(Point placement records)
- - - - -
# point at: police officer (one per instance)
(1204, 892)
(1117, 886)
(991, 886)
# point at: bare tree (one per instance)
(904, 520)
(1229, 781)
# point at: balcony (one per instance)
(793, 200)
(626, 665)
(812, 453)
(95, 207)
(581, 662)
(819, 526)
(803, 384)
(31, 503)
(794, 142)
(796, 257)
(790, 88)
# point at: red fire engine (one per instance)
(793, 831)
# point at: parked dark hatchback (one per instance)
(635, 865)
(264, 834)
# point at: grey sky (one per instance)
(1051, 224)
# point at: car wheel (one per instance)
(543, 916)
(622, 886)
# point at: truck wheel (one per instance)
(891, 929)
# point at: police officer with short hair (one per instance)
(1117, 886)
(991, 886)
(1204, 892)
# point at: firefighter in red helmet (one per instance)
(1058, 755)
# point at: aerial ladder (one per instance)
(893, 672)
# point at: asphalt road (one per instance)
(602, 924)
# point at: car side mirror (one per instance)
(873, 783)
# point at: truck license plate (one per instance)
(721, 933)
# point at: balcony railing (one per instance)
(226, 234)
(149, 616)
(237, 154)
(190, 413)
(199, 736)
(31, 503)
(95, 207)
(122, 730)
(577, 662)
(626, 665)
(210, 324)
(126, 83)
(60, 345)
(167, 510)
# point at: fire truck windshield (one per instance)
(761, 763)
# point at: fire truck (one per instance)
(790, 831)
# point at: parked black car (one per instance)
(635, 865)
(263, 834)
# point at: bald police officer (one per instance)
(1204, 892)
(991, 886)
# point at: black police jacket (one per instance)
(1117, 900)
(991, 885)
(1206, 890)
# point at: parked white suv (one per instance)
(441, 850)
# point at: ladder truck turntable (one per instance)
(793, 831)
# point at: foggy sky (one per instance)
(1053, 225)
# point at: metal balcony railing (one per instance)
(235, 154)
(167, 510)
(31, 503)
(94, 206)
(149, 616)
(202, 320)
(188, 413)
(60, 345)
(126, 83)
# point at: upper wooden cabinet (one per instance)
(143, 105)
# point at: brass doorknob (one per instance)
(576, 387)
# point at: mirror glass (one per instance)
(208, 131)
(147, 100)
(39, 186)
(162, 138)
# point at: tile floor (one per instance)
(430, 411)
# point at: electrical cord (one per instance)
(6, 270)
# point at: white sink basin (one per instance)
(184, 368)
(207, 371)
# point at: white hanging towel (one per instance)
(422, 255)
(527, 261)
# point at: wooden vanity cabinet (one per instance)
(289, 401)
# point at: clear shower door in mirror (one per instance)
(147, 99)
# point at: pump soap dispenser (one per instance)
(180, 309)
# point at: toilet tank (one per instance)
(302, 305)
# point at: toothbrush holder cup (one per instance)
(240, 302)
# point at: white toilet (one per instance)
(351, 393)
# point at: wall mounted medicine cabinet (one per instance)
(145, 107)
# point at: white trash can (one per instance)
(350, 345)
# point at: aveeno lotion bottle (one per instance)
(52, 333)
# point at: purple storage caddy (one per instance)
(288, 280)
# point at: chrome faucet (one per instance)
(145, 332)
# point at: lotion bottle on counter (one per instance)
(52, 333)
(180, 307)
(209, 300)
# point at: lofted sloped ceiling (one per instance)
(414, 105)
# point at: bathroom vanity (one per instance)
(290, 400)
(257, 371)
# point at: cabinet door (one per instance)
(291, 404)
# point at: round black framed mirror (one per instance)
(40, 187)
- - - - -
Instruction | Rewrite every line of the records above as a numbered list, leaving out any blank lines.

Result of this task |
1. # point at: police officer (one per instance)
2. (1204, 892)
3. (1117, 886)
4. (991, 886)
5. # point at: bare tree (one per instance)
6. (904, 520)
7. (1229, 781)
8. # point at: balcony (one per instance)
9. (793, 200)
10. (626, 665)
11. (812, 453)
12. (95, 207)
13. (581, 662)
14. (819, 526)
15. (803, 384)
16. (31, 503)
17. (794, 142)
18. (796, 257)
19. (790, 88)
20. # point at: red fire engine (one per instance)
21. (793, 831)
22. # point at: parked dark hatchback (one per instance)
23. (635, 865)
24. (264, 834)
25. # point at: grey sky (one per instance)
26. (1051, 224)
27. # point at: car wheel (one per instance)
28. (543, 916)
29. (622, 886)
30. # point at: truck wheel (one per instance)
31. (891, 929)
32. # point at: police officer with short hair (one per instance)
33. (1117, 886)
34. (991, 886)
35. (1204, 892)
36. # point at: firefighter in red helmet (one per instance)
37. (1058, 755)
38. # point at: aerial ladder (one per instance)
39. (893, 672)
40. # point at: asphalt road (one per instance)
41. (602, 924)
42. # point at: car side mirror (one per instance)
43. (873, 783)
44. # point at: truck license plate (one per instance)
45. (721, 933)
46. # point at: balcony railing (one per instance)
47. (226, 234)
48. (149, 616)
49. (237, 154)
50. (190, 413)
51. (199, 736)
52. (31, 503)
53. (95, 207)
54. (122, 730)
55. (577, 662)
56. (626, 665)
57. (210, 324)
58. (126, 83)
59. (60, 345)
60. (167, 510)
61. # point at: fire truck windshield (one per instance)
62. (761, 763)
63. # point at: fire truck (one per instance)
64. (790, 831)
65. # point at: parked black car (one per instance)
66. (635, 865)
67. (263, 834)
68. # point at: bald police officer (one per instance)
69. (1204, 892)
70. (991, 886)
71. # point at: black police jacket (one per instance)
72. (1117, 900)
73. (991, 885)
74. (1206, 890)
75. # point at: parked white suv (one per instance)
76. (441, 850)
77. # point at: ladder truck turntable (one per instance)
78. (793, 831)
79. # point at: foggy sky (one per instance)
80. (1053, 225)
81. # point at: metal balcony railing (one per instance)
82. (235, 154)
83. (167, 510)
84. (31, 503)
85. (94, 206)
86. (149, 616)
87. (202, 320)
88. (188, 413)
89. (60, 345)
90. (126, 83)
91. # point at: upper wooden cabinet (one per instance)
92. (143, 105)
93. # point at: brass doorknob (one per instance)
94. (576, 387)
95. # point at: mirror glass (one per instance)
96. (208, 131)
97. (147, 100)
98. (39, 186)
99. (162, 138)
100. # point at: tile floor (one per instance)
101. (430, 411)
102. # point at: electrical cord (one per instance)
103. (6, 270)
104. # point at: white sink basin (one per instance)
105. (184, 368)
106. (207, 371)
107. # point at: white hanging towel (one per instance)
108. (422, 255)
109. (527, 261)
110. # point at: wooden vanity cabinet (one per instance)
111. (289, 401)
112. # point at: clear shower door in mirror (one per instance)
113. (147, 99)
114. # point at: pump soap dispenser (one per instance)
115. (180, 309)
116. # point at: toilet tank (one per instance)
117. (302, 305)
118. # point at: toothbrush holder cup (one per instance)
119. (240, 302)
120. # point at: white toilet (one per instance)
121. (351, 393)
122. # point at: wall mounted medicine cabinet (one per instance)
123. (145, 107)
124. # point at: white trash can (one per instance)
125. (350, 345)
126. # point at: aveeno lotion bottle (one per instance)
127. (52, 333)
128. # point at: purple storage caddy (one per instance)
129. (288, 280)
130. # point at: chrome faucet (one per instance)
131. (145, 332)
132. # point at: lotion bottle on counter (one per instance)
133. (52, 333)
134. (180, 307)
135. (209, 300)
136. # point at: lofted sloped ceiling (one per instance)
137. (414, 105)
138. # point at: bathroom vanity (one per instance)
139. (290, 400)
140. (257, 371)
141. # point at: cabinet door (one per instance)
142. (291, 404)
143. # point at: round black framed mirror (one per instance)
144. (40, 187)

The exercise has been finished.